── EXTRACTED MATERIAL ──

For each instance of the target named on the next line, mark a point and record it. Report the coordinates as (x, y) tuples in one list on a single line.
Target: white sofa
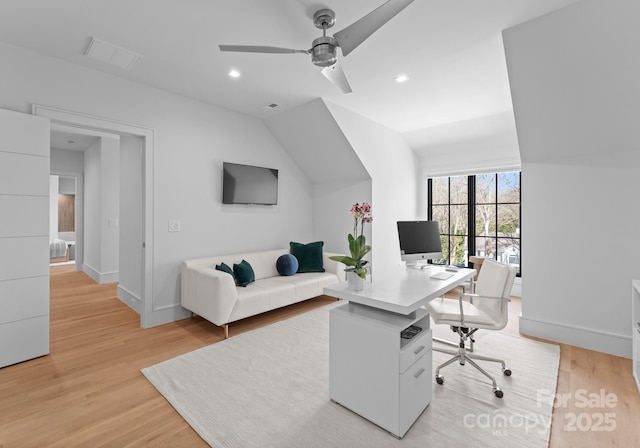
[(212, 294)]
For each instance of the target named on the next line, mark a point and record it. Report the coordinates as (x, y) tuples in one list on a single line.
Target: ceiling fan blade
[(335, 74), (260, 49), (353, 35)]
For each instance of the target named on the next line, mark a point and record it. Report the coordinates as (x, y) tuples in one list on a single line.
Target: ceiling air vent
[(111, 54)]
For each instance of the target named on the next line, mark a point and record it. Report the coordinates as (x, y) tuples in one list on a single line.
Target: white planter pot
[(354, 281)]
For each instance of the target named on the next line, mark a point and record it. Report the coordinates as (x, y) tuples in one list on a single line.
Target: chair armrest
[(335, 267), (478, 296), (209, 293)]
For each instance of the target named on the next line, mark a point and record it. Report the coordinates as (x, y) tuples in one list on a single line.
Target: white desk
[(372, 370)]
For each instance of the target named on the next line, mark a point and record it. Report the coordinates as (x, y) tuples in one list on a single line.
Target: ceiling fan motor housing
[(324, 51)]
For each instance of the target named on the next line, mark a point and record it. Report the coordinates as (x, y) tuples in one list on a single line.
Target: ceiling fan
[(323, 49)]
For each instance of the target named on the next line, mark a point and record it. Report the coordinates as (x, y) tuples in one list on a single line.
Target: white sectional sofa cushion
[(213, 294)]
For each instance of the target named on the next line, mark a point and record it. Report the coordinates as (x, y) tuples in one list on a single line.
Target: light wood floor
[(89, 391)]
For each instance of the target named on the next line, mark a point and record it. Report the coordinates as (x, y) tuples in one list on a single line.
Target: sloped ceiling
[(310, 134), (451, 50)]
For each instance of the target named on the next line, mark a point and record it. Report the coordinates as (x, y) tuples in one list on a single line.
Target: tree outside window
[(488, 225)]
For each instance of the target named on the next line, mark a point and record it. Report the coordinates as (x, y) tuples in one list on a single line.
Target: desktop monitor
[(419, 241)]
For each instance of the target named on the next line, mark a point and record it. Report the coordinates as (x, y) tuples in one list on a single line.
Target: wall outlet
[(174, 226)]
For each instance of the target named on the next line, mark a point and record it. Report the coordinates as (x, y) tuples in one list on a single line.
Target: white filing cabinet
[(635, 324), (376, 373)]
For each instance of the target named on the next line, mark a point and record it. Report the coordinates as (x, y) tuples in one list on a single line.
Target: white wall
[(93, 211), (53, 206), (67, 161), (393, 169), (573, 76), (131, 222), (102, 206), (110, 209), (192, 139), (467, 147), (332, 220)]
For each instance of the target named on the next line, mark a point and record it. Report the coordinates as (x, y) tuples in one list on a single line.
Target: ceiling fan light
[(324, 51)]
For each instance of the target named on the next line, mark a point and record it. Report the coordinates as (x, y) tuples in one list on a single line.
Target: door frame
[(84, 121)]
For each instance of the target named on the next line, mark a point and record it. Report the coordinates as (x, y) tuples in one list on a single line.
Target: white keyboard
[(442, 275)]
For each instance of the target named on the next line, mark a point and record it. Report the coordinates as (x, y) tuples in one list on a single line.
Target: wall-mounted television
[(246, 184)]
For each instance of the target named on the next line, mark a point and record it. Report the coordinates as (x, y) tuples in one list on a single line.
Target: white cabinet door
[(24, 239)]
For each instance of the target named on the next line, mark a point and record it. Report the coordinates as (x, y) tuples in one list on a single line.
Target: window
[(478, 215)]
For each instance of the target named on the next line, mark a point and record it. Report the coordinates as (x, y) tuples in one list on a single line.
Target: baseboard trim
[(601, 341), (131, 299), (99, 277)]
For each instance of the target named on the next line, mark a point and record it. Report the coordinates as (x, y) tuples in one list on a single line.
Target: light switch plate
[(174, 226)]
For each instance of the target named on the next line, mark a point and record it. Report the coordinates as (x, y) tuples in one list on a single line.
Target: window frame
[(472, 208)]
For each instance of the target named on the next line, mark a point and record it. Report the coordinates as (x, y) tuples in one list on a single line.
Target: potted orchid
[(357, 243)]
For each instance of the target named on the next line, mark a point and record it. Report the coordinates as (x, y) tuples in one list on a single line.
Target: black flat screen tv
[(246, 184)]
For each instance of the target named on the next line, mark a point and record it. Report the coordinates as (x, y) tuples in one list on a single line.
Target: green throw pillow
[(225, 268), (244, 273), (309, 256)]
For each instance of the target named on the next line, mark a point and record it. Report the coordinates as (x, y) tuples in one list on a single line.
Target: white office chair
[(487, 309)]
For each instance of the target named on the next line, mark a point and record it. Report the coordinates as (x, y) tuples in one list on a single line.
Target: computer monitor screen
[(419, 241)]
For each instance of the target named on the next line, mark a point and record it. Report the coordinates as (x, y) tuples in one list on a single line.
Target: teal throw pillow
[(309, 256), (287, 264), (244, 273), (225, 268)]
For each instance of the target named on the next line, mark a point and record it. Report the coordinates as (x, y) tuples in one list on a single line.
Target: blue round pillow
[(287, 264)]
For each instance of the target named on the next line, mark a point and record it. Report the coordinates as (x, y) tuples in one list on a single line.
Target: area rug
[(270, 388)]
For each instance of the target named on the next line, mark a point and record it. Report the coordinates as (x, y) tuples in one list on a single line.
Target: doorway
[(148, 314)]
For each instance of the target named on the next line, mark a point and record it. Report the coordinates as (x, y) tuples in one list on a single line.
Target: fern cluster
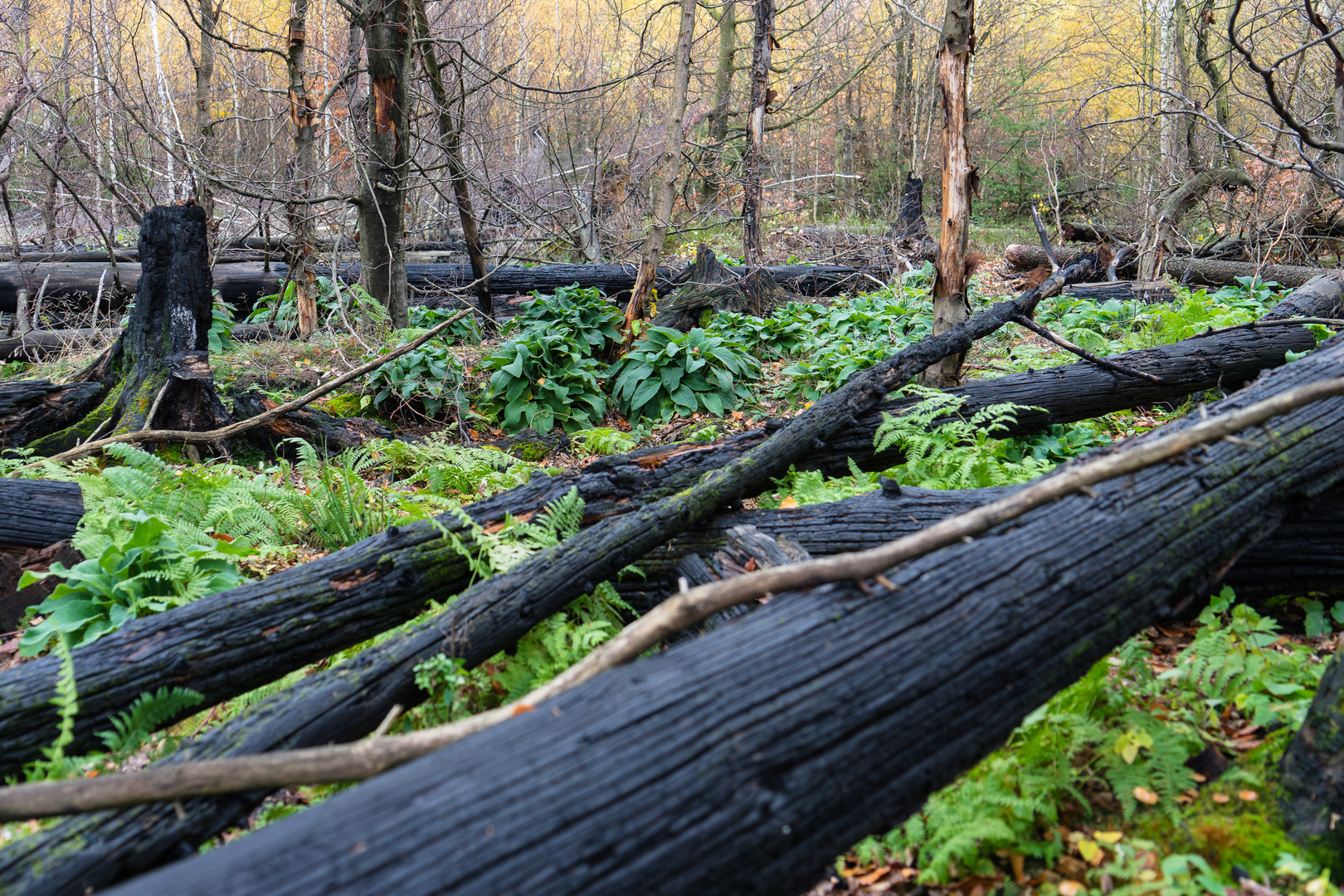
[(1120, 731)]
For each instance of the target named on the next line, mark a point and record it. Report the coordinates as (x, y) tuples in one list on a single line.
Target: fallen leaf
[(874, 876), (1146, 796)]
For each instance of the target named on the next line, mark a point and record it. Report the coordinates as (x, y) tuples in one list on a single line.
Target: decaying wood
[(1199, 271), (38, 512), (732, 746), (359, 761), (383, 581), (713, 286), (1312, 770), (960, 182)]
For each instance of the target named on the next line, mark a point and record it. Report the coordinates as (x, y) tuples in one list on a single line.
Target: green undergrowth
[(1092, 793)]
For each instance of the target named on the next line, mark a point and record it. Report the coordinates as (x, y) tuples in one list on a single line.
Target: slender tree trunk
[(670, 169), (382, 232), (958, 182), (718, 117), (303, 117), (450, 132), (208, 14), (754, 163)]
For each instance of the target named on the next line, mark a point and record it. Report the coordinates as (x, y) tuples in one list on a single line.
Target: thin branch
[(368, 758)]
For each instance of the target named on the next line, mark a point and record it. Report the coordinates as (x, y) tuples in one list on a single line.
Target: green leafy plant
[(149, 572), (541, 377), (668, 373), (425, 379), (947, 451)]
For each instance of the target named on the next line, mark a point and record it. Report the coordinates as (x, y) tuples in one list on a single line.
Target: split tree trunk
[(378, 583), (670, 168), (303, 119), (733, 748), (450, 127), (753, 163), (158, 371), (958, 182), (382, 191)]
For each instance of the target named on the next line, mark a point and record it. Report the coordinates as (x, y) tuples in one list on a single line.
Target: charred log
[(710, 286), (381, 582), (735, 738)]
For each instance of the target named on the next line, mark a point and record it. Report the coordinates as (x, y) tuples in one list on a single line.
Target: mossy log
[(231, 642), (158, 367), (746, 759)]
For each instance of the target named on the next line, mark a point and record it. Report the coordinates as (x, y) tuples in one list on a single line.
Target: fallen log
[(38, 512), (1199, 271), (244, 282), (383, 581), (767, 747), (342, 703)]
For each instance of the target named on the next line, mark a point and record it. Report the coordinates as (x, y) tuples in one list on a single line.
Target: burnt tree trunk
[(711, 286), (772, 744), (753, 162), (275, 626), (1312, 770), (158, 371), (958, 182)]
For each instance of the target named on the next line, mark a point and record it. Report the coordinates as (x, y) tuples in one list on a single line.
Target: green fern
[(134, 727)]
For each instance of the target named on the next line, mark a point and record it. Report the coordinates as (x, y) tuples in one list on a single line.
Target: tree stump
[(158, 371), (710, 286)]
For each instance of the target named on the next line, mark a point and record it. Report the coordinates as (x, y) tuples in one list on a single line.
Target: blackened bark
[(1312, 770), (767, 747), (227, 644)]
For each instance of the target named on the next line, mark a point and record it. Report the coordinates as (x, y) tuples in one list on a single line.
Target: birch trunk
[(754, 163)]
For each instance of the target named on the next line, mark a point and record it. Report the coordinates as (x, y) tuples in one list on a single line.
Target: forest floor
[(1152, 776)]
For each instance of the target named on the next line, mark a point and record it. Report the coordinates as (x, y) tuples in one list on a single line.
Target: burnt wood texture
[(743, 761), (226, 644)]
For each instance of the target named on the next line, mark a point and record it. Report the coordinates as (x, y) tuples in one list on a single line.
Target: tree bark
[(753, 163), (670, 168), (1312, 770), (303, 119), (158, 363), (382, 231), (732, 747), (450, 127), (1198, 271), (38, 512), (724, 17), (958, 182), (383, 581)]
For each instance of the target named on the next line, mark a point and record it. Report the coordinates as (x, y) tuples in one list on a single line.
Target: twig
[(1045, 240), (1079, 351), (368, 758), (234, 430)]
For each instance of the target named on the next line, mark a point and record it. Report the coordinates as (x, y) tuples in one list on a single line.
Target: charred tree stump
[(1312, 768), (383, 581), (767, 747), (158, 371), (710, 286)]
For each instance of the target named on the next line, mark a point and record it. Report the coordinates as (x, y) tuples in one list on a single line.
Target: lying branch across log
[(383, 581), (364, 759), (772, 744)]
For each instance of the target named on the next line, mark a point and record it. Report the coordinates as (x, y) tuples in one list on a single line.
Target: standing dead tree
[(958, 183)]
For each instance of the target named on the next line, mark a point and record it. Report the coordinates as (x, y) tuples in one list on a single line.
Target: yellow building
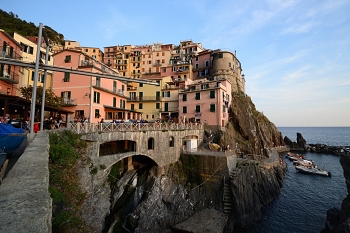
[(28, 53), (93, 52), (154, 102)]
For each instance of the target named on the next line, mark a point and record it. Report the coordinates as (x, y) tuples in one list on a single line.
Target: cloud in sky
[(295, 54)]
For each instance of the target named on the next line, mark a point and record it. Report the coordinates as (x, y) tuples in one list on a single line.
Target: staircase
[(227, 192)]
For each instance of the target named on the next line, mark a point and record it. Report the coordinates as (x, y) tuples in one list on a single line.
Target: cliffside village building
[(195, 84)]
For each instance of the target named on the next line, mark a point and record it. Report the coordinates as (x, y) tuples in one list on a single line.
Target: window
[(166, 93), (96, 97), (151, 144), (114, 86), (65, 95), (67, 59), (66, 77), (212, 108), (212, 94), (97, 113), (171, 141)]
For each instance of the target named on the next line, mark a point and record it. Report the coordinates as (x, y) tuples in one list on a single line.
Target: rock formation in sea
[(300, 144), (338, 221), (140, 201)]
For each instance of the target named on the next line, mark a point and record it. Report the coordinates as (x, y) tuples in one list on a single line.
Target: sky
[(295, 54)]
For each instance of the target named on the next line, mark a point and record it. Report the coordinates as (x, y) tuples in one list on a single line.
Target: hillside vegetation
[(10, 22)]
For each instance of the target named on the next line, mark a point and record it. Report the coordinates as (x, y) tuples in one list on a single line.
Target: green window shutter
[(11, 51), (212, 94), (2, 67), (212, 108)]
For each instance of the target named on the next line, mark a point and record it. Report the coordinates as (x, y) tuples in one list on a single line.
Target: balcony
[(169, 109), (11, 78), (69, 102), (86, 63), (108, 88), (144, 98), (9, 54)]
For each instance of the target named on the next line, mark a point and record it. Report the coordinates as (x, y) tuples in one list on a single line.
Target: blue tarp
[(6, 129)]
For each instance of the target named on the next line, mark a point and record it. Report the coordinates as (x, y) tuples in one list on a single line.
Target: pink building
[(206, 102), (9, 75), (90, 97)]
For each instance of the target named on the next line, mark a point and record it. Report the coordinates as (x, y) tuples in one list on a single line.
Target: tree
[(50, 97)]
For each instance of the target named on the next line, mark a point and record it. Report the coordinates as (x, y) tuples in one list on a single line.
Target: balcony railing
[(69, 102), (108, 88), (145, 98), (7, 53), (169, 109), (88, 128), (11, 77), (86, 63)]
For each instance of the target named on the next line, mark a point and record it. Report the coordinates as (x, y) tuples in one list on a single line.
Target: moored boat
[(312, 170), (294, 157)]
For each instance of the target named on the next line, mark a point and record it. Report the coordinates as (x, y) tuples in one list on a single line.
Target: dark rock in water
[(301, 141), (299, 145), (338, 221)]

───

#### TASK DIRECTIONS
Count the lines in the data above that contain the string "monitor", treating uppercase and lowercase as different, and give only the number.

#### RESPONSE
2